Work instructions
Please format the lines below as a Markdown table with the columns "Row" and "Line", covering only the line with "shower door handle" through the line with "[493,176,528,242]", both included. Number each row and omit blank lines.

Material to process
++++++++

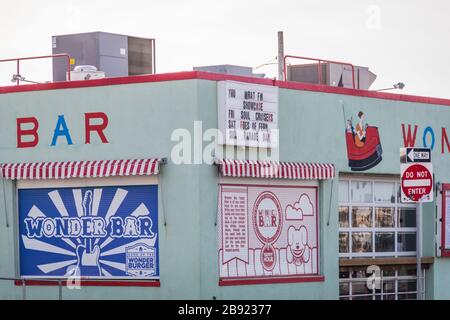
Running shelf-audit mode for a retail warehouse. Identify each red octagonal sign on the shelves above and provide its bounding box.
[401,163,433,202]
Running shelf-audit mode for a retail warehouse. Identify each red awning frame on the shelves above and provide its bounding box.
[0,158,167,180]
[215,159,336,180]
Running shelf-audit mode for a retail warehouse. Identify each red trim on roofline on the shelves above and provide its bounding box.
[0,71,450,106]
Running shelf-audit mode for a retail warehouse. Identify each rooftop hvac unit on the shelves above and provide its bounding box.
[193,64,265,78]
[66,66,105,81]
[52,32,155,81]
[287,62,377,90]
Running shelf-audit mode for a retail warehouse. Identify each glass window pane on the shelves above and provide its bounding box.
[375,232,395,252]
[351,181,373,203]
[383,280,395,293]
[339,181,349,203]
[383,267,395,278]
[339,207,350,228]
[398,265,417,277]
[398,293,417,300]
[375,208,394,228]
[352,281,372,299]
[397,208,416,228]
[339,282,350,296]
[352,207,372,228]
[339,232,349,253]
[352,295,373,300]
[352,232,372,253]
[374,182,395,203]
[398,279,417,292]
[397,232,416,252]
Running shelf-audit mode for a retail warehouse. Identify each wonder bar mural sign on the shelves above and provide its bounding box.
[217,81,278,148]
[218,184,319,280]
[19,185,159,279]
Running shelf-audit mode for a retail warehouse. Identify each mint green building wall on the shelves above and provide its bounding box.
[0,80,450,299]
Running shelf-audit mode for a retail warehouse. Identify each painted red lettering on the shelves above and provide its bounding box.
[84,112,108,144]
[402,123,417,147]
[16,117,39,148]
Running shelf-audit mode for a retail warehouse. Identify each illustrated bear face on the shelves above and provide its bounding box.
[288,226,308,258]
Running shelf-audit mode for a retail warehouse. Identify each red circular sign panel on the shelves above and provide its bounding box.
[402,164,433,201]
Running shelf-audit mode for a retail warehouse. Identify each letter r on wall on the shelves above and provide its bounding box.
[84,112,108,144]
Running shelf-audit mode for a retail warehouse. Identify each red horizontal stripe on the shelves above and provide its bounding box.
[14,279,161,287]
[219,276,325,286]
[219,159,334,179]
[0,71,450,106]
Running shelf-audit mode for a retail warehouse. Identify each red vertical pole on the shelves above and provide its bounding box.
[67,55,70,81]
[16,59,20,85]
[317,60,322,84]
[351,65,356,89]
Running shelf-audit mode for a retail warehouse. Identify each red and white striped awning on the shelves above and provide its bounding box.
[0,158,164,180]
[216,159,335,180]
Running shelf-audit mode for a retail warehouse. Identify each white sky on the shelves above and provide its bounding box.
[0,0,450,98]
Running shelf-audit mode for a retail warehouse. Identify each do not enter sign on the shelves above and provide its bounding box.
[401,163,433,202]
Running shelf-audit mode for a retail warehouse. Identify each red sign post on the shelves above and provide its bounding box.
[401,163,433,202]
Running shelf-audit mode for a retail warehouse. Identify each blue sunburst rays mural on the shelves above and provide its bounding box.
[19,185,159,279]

++++++++

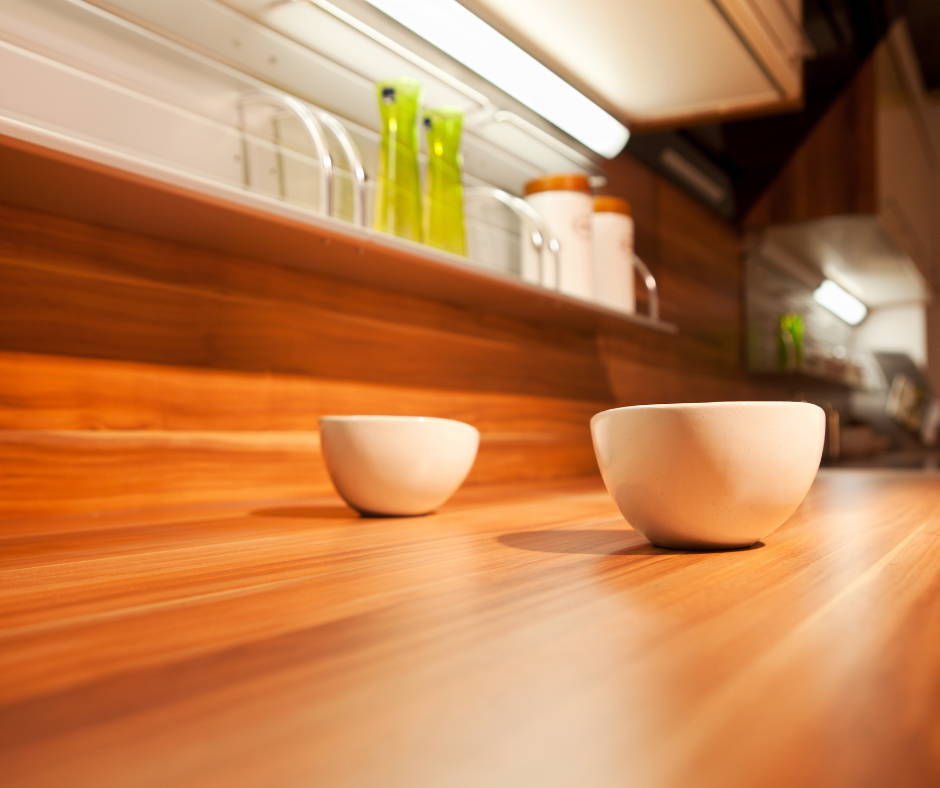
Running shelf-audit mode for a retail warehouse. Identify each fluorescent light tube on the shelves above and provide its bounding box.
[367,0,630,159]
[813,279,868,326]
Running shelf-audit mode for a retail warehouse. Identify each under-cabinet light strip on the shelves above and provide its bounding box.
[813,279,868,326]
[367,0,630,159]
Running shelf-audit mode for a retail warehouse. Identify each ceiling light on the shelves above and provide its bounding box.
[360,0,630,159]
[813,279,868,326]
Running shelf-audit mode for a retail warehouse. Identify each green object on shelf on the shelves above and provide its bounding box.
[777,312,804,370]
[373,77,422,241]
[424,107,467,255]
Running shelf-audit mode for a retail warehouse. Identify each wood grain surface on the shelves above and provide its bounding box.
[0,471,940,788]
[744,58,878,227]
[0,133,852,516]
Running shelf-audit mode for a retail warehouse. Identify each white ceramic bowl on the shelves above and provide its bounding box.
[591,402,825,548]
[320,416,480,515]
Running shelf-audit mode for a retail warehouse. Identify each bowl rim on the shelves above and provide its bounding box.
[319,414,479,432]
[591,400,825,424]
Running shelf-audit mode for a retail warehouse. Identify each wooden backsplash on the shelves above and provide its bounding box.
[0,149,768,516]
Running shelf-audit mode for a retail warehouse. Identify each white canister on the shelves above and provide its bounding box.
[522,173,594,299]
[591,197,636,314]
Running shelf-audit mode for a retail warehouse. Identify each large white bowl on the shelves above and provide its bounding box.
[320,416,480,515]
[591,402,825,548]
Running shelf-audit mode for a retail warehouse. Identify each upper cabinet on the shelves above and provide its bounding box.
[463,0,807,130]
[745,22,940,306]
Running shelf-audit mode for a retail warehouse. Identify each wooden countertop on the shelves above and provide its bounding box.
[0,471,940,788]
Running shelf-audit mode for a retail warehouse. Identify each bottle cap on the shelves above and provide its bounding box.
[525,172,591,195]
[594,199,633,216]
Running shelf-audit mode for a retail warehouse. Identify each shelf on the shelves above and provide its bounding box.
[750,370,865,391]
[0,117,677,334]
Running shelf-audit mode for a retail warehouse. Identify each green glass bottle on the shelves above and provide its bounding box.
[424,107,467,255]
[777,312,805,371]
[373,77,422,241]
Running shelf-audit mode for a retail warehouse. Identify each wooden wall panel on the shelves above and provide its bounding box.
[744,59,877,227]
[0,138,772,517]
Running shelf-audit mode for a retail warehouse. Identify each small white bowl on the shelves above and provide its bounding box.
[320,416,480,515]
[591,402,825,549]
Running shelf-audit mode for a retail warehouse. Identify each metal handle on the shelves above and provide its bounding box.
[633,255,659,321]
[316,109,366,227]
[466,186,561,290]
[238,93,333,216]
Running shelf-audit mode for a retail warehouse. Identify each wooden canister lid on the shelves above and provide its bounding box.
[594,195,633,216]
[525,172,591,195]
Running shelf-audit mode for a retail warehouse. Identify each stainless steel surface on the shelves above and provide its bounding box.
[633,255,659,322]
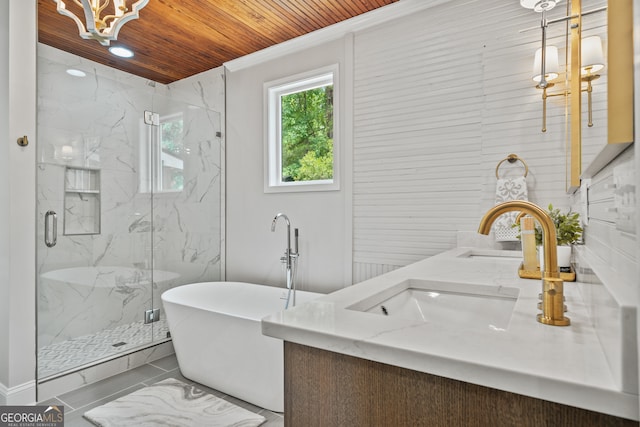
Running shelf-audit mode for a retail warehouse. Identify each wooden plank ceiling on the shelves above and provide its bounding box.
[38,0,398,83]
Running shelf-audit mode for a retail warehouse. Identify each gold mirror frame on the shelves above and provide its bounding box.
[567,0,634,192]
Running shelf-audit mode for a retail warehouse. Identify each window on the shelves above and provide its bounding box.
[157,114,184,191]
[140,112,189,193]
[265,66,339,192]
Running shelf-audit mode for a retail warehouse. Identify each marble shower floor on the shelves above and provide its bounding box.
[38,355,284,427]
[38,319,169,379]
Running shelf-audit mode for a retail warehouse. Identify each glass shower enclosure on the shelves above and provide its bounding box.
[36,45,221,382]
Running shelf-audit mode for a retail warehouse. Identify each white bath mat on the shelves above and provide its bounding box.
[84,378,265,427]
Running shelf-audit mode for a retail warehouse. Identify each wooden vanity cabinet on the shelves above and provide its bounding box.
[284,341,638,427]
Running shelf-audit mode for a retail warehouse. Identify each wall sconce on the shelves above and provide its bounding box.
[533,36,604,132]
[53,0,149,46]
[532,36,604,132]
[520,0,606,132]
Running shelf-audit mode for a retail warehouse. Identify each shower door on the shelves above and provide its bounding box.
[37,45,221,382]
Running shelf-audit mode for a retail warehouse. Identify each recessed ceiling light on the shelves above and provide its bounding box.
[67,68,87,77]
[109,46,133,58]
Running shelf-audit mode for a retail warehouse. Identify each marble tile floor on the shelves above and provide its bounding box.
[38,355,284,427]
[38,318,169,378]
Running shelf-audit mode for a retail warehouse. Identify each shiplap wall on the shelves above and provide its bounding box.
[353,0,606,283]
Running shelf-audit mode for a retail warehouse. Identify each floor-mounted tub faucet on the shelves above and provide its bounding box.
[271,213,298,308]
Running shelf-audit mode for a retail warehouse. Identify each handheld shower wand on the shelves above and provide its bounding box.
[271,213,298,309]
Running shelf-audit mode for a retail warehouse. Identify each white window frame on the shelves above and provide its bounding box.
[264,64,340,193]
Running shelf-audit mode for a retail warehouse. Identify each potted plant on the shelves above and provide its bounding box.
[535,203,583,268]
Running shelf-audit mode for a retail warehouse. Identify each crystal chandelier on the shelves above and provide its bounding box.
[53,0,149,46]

++++++++

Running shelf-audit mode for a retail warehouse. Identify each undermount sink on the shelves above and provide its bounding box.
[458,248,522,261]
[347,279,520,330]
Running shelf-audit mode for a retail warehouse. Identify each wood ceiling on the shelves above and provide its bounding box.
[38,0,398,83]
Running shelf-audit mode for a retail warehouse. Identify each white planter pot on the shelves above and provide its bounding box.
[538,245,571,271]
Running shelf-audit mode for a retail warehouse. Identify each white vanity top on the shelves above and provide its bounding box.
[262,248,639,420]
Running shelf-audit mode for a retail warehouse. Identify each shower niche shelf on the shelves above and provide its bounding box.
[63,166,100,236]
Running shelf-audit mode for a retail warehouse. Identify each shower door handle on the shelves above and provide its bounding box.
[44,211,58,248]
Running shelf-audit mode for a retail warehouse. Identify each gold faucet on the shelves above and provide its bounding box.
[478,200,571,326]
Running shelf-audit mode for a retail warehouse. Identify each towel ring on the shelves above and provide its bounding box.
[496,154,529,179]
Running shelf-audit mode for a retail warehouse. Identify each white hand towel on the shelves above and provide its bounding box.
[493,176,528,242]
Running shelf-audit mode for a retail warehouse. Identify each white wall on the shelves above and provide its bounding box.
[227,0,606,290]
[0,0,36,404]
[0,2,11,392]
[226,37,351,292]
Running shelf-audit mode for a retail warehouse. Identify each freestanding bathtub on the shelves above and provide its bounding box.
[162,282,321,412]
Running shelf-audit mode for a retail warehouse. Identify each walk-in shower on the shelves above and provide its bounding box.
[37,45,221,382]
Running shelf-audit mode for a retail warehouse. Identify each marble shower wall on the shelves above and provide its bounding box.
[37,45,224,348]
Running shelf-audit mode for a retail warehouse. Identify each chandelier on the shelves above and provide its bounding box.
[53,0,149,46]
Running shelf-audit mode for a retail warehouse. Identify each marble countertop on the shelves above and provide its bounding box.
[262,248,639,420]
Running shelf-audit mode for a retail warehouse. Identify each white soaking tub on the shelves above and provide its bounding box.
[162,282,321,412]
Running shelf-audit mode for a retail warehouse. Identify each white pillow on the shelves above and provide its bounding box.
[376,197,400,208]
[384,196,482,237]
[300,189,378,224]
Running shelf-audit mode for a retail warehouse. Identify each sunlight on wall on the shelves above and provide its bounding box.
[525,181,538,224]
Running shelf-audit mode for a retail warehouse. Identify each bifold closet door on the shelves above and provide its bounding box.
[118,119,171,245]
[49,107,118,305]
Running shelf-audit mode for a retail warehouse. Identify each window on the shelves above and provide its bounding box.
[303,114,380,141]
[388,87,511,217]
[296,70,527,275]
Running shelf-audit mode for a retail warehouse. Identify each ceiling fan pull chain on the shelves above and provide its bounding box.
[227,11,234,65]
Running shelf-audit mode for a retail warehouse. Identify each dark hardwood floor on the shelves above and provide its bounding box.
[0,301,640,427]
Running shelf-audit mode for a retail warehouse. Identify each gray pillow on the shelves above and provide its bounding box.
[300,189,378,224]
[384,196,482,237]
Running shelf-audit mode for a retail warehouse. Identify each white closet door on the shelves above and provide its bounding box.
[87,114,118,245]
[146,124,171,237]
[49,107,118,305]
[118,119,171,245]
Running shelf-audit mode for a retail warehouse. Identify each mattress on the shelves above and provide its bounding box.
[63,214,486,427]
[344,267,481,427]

++++++++

The answer
| Row | Line |
|---|---|
| 1 | Running shelf-audit mode for a retail warehouse. Identify each shower door handle on the shelves above and provide its bounding box. |
| 2 | [44,211,58,248] |
| 3 | Running shelf-audit mode for a retail warehouse. Identify each gold faucet on the shelves above and provide its bounding box. |
| 4 | [478,200,571,326] |
| 5 | Running shelf-audit mode for a retail warehouse. Identify each towel ring on the shelves above and provide its bounding box. |
| 6 | [496,154,529,179] |
| 7 | Running shelf-audit mode for a retail warehouse. Identify each white hand towel on the shelves above and provide its bounding box. |
| 8 | [493,176,528,242] |